Natural-language object grounding data
· · · ·

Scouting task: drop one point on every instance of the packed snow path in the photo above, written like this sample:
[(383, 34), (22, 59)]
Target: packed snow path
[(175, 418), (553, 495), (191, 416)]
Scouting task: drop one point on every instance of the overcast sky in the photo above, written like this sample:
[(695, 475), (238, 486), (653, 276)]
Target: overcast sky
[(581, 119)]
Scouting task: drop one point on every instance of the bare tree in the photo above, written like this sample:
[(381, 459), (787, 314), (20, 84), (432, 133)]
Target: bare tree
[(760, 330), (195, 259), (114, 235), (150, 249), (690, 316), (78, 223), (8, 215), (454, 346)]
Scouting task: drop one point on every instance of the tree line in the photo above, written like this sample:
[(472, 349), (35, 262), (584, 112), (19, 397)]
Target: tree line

· · · ·

[Task details] Your answer should hold the line with "[(381, 459), (787, 314), (20, 84), (432, 133)]" and each line after it to the end of the data, retyped exactly. Include no other lines.

[Solution for this problem]
[(381, 459), (787, 314), (20, 84), (432, 133)]
Target: bare tree
[(760, 330), (195, 259), (114, 235), (150, 249), (690, 316), (78, 223), (8, 215), (454, 346)]
Scouting task: drop one point on every instance of the tree line in the photo above, written like this sample:
[(472, 349), (35, 262), (584, 112), (19, 397)]
Target: tree line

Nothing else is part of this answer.